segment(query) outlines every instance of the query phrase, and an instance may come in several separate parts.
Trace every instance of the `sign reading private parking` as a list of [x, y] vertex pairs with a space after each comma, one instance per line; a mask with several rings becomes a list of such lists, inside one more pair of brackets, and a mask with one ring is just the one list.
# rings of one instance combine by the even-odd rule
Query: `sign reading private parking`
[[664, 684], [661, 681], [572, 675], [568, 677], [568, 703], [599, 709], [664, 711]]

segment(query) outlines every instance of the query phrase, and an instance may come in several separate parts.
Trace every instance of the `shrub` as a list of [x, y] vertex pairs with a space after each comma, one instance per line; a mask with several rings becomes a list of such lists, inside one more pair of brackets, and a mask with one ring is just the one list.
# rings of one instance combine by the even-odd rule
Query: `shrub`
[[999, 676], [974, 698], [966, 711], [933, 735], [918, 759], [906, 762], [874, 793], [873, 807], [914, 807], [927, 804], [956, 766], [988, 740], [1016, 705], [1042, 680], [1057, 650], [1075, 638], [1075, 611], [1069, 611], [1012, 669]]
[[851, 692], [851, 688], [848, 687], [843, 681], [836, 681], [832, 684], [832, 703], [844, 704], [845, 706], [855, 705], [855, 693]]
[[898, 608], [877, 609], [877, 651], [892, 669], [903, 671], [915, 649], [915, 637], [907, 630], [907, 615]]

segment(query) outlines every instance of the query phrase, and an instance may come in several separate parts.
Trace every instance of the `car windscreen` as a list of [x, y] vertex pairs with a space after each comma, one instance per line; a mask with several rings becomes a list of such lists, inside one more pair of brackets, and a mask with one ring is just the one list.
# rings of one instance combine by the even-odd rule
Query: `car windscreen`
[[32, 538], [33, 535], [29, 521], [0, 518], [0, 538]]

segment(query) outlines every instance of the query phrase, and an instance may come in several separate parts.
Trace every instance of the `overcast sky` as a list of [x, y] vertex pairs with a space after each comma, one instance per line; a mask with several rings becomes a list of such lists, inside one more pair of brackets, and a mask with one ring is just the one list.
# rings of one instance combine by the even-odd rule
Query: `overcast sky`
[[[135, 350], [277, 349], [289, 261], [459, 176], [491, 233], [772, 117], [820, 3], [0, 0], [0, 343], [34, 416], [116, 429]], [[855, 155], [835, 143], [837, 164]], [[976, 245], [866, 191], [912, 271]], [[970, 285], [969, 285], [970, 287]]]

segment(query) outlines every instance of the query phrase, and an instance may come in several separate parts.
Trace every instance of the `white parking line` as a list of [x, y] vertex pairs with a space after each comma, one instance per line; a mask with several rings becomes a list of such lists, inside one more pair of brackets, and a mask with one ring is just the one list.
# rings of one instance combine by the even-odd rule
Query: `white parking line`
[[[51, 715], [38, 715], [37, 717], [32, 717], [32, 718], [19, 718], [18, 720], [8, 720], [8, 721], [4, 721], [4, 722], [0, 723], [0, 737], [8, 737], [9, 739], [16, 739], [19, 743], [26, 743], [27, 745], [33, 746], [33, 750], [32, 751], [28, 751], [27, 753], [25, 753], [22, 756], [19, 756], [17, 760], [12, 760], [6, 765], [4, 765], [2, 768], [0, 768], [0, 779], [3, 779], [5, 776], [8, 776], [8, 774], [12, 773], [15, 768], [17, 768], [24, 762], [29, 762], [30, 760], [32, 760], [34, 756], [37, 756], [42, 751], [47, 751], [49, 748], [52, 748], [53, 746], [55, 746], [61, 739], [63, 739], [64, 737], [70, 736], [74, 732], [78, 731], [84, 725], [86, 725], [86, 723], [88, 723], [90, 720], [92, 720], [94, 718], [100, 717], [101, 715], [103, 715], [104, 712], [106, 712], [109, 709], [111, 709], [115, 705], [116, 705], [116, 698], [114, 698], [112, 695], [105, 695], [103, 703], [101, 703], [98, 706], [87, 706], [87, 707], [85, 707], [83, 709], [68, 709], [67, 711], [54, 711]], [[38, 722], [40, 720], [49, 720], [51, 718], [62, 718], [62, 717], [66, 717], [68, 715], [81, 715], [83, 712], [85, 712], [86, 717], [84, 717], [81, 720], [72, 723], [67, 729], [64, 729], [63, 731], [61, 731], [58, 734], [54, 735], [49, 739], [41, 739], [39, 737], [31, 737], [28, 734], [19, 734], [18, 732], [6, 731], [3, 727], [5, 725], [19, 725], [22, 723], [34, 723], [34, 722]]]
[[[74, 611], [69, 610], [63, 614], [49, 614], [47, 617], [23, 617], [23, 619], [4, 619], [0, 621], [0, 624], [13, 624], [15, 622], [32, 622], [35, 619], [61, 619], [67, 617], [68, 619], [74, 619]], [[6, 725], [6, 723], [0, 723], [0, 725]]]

************

* OBJECTIF VISÉ
Relevez et recopiez chaque ligne des données ci-dessus où figure le mot « windscreen ».

* SOLUTION PROPOSÉE
Trace every instance of the `car windscreen` as a list of [x, y] vertex pairs with a space after each comma, one instance per line; a mask with several rings becomes a list of such lists, inside one more pair of brackets, and a mask with one ring is just the one list.
Query: `car windscreen`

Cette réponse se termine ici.